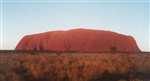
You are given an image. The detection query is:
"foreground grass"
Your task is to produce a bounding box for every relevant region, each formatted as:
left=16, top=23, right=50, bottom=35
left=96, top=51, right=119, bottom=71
left=0, top=51, right=150, bottom=81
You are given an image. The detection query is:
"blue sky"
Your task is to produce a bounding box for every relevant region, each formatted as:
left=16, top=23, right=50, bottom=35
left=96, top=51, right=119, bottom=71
left=0, top=0, right=149, bottom=51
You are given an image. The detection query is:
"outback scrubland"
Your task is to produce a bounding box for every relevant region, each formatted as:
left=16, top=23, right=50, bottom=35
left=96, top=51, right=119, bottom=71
left=0, top=51, right=150, bottom=81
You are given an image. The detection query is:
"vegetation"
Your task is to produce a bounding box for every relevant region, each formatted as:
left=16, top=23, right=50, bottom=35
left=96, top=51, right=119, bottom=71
left=0, top=52, right=150, bottom=81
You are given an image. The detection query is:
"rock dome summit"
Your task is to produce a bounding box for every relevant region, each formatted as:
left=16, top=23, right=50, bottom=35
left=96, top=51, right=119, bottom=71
left=15, top=29, right=140, bottom=52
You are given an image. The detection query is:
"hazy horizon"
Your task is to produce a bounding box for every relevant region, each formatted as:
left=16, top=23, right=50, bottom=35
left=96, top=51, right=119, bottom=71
left=0, top=0, right=149, bottom=51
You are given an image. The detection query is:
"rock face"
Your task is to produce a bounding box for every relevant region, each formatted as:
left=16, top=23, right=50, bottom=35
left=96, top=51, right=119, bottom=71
left=15, top=29, right=140, bottom=52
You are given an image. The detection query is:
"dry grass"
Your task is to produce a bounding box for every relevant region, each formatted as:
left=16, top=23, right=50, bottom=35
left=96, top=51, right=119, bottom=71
left=0, top=51, right=150, bottom=81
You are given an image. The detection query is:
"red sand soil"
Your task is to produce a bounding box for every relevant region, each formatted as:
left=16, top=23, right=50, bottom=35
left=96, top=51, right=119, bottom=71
left=15, top=29, right=140, bottom=52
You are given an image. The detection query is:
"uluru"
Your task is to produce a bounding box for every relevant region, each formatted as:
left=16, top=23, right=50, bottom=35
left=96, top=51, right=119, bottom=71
left=15, top=29, right=140, bottom=52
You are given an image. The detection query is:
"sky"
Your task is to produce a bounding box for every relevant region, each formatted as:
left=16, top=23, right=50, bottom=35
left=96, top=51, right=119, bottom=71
left=0, top=0, right=149, bottom=51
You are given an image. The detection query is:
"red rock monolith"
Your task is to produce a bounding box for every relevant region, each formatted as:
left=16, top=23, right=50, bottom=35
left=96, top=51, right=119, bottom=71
left=15, top=29, right=140, bottom=52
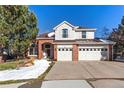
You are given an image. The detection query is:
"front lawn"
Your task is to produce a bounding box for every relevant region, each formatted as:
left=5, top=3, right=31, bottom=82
left=0, top=61, right=19, bottom=71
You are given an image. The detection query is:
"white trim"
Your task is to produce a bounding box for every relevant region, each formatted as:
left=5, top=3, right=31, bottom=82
left=75, top=29, right=97, bottom=31
left=53, top=21, right=75, bottom=30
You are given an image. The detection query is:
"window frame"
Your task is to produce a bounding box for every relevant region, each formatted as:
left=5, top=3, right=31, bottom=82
left=28, top=43, right=38, bottom=56
left=62, top=29, right=68, bottom=38
left=29, top=47, right=38, bottom=56
left=82, top=31, right=86, bottom=38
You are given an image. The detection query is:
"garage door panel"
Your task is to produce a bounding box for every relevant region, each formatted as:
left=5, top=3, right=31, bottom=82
left=57, top=48, right=72, bottom=61
left=78, top=47, right=108, bottom=61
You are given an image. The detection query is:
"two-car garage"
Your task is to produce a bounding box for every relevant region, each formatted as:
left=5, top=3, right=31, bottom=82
left=57, top=45, right=109, bottom=61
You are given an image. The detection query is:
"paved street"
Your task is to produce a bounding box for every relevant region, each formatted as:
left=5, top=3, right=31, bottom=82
left=43, top=61, right=124, bottom=88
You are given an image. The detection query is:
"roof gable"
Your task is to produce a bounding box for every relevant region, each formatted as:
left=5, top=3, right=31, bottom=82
left=53, top=21, right=75, bottom=30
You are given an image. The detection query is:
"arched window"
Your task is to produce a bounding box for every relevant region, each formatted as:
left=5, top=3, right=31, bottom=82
left=62, top=29, right=68, bottom=38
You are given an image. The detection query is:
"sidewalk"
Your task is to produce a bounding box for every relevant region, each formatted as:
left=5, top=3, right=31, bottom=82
left=41, top=80, right=92, bottom=88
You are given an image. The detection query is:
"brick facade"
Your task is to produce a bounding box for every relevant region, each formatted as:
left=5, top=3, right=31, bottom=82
left=37, top=39, right=54, bottom=59
left=30, top=39, right=113, bottom=61
left=108, top=44, right=113, bottom=61
left=72, top=44, right=78, bottom=62
left=53, top=44, right=57, bottom=61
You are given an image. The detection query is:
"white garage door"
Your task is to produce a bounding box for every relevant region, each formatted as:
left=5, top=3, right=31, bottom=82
left=57, top=45, right=72, bottom=61
left=78, top=46, right=108, bottom=61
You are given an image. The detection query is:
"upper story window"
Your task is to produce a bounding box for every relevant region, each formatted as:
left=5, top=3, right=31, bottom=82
left=82, top=31, right=86, bottom=38
left=62, top=29, right=68, bottom=38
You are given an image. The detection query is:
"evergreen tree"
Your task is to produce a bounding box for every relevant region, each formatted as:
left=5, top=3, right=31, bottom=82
left=0, top=6, right=39, bottom=60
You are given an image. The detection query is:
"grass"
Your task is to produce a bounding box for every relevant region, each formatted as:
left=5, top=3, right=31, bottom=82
left=0, top=61, right=19, bottom=71
left=0, top=80, right=29, bottom=85
left=0, top=59, right=34, bottom=71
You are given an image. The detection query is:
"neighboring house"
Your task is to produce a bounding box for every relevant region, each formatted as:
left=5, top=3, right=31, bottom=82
left=28, top=21, right=115, bottom=62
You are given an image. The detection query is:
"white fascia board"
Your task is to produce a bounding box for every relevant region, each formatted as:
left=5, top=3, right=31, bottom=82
left=75, top=28, right=97, bottom=31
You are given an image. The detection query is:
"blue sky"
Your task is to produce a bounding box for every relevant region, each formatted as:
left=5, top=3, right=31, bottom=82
left=29, top=5, right=124, bottom=37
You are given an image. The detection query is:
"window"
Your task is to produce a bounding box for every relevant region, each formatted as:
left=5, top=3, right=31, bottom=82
left=79, top=49, right=82, bottom=51
left=101, top=49, right=104, bottom=51
left=86, top=49, right=89, bottom=51
left=82, top=31, right=86, bottom=38
left=62, top=29, right=68, bottom=38
left=105, top=48, right=108, bottom=51
left=29, top=43, right=38, bottom=55
left=34, top=48, right=38, bottom=55
left=29, top=48, right=33, bottom=55
left=97, top=49, right=100, bottom=51
left=45, top=44, right=50, bottom=48
left=94, top=49, right=96, bottom=51
left=29, top=47, right=37, bottom=55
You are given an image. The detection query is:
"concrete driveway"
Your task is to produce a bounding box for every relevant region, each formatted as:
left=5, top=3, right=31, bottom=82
left=45, top=61, right=124, bottom=80
left=44, top=61, right=124, bottom=88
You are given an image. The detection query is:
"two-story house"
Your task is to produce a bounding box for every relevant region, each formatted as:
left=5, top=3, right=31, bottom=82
left=28, top=21, right=115, bottom=62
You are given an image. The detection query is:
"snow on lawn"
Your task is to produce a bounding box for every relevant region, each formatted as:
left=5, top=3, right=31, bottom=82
left=0, top=59, right=50, bottom=81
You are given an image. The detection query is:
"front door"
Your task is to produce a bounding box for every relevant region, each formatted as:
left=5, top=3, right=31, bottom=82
left=43, top=43, right=53, bottom=59
left=46, top=48, right=50, bottom=58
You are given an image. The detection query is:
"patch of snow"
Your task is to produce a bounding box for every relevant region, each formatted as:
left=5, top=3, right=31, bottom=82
left=48, top=32, right=55, bottom=37
left=100, top=39, right=116, bottom=44
left=0, top=59, right=50, bottom=81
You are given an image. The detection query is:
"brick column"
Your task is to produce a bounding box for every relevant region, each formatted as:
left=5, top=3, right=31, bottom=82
left=108, top=44, right=112, bottom=61
left=54, top=44, right=57, bottom=61
left=72, top=44, right=78, bottom=63
left=38, top=41, right=42, bottom=59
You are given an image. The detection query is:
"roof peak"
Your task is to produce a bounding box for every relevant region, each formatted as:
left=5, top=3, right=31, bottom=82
left=53, top=21, right=75, bottom=30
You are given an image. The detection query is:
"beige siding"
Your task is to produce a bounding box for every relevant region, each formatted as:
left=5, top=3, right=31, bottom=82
left=55, top=23, right=75, bottom=40
left=55, top=22, right=95, bottom=40
left=87, top=32, right=94, bottom=39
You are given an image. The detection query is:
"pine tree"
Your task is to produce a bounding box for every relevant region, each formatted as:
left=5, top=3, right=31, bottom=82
left=0, top=6, right=39, bottom=61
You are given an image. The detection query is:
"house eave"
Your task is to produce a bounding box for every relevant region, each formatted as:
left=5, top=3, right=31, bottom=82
left=75, top=28, right=97, bottom=31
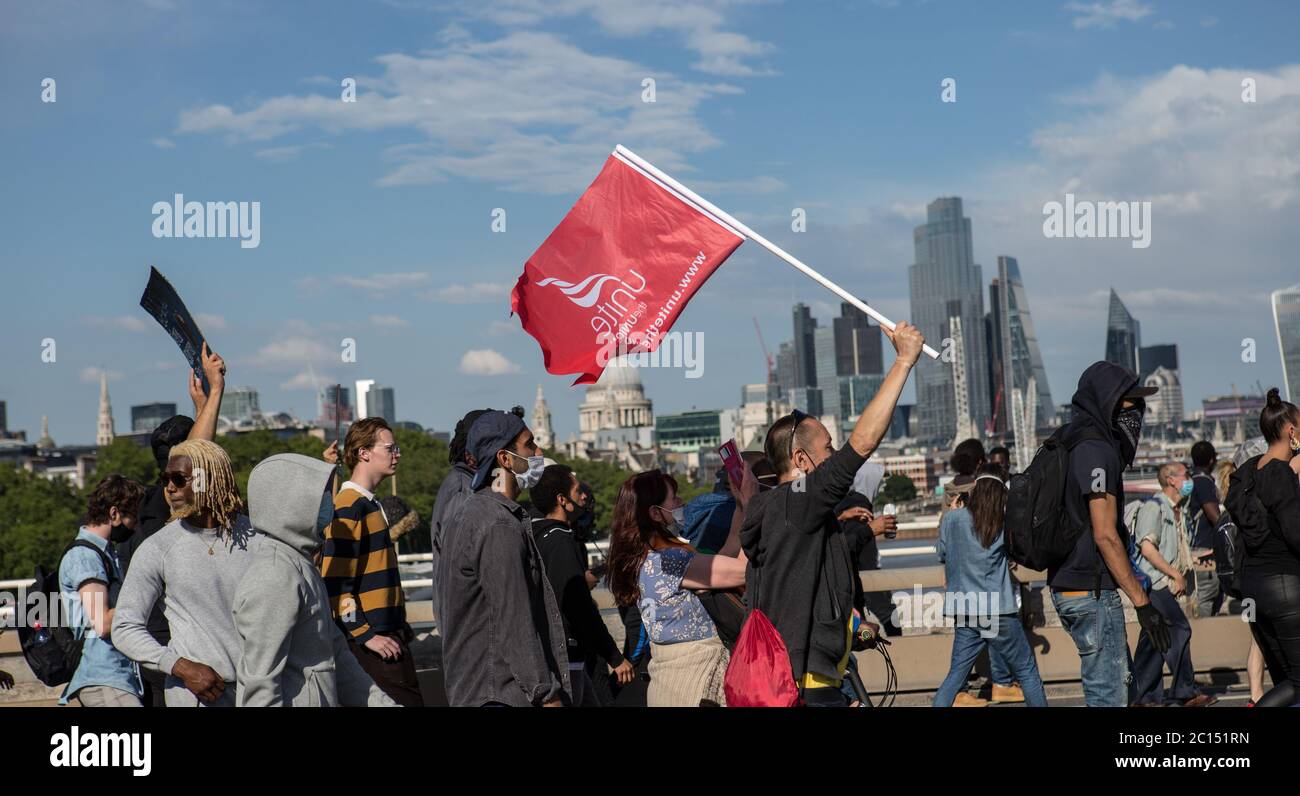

What this task involves: Where does the word "door" occur in the data? Copy every line that has it.

Answer section:
"garage door panel"
"white garage door"
"front door"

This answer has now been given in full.